* _SOURCE TEXT_:
#####

# What's the difference between hollow body and hollowed out?



## mhammer (Nov 30, 2007)

I'm talking about the physics/mechanics of their respective sound. By "hollow body", I mean those instruments that have a back, a top, and sides, comprised of separate pieces, with or without a center-block. By "hollowed out" I mean those instruments like the Gibson Midtown and similar, where there is no "back" and "sides", but rather a single block that has been hollowed/routed out to form a big resonant cavity, and then has a top affixed to it, with F-holes. This latter form-factor is not intended to be the same as a "chambered" instrument, with body-hollowing to reduce weight and add some resonance, but rather meant to be a different sort of semi-acoustic.

So, what happens, or perhaps doesn't happen, when the back and sides are one big continuous hunk of wood? 
How much of that is largely because of the kind of wood used for it, as opposed to the structural qualities? (My sense is that maple is often used for hollow-body, but mahogany for hollowed-out)
Do folks have any good or bad experiences with hollowed-out models, or caveats they might mention?
Are there significant design aspects that have to be omitted, or added, with hollowed-out? (e.g., I gather highly arched backs are unlikely)​


----------



## shoretyus (Jan 6, 2007)

Not sure what you are really after. The difference I find is that hollow bodies will feedback sometimes more than you want. Didn't Gibson start gluing a centerblock in the 335/355 series to combat this? 

As far as hollowed out, I did it based on weight saving rather than tone considerations. Ya there is a slight difference in tone but I was using heavier woods ( Coco bolo and Purpleheart ) so weight was the main thing.


----------



## mhammer (Nov 30, 2007)

I'm talking about these, and similar: http://www2.gibson.com/Products/Electric-Guitars/Designer/Gibson-USA/Midtown-Custom.aspx

If you can simply glue back, sides and top together, or route out a couple of slots and slap on an F-hole for looks, like a Telecaster Thinline, why bother to invest labour into hollowing out a big block to mimic a semi-acoustic? This thing may _*look*_ like an ES-339, but it isn't _at all _the same construction. It is a top, mounted to a hollowed-out thick slab body.


----------



## 335Bob (Feb 26, 2006)

I have both. A Gibson ES-335 which is maple top, back and sides and a CS-336 which is the solid mahogany body with maple top. Needless to say, the tones are not the same. I'd even say they are quite dis-similar. And though , I frequently play them both and they both have great tone, I'm partial to the 335. I find the range of tone and versatility surpasses the 336. But then again, the 336 has that aggressive edge, (think Les Paul/335 hybrid). I also have a Les Paul Classic plus and it's another favorite as opposed to the 336. I'm assuming that there was a demand for a 335 style guitar with a 336 body size. Hence the maple top/back construction. I have not played a 339, so I can't comment on how it compares to my 2 guitars.

#####

* _DATA SEGMENT_:

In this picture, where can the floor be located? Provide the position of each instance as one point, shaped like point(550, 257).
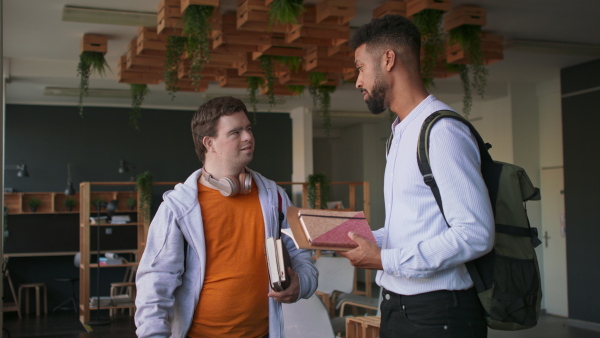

#####

* _WORK TO DO_:
1. Retype the stretch of the hollow-body guitar thread from "# What's the" through "sort of semi-acoustic." without changing a word.
2. Extend the hollow-body guitar thread by writing what comes next after its final sentence.

* _TASK-BY-TASK ANSWERS_:
1.
# What's the difference between hollow body and hollowed out?



## mhammer (Nov 30, 2007)

I'm talking about the physics/mechanics of their respective sound. By "hollow body", I mean those instruments that have a back, a top, and sides, comprised of separate pieces, with or without a center-block. By "hollowed out" I mean those instruments like the Gibson Midtown and similar, where there is no "back" and "sides", but rather a single block that has been hollowed/routed out to form a big resonant cavity, and then has a top affixed to it, with F-holes. This latter form-factor is not intended to be the same as a "chambered" instrument, with body-hollowing to reduce weight and add some resonance, but rather meant to be a different sort of semi-acoustic.

2.
----------



## Jimmy_D (Jul 4, 2009)

The difference (besides sound) is that it takes far less time and far less skill to hollow out a slab and glue a top on it, than to build a 335 in the traditional manner.


----------



## Steadfastly (Nov 14, 2008)

Most, if not all hollowed out guitars would have less acoustic properties than a hollow body or even a semi-hollow as the vibration is not there with the hollowed out as it is in a hollow body.


----------



## mhammer (Nov 30, 2007)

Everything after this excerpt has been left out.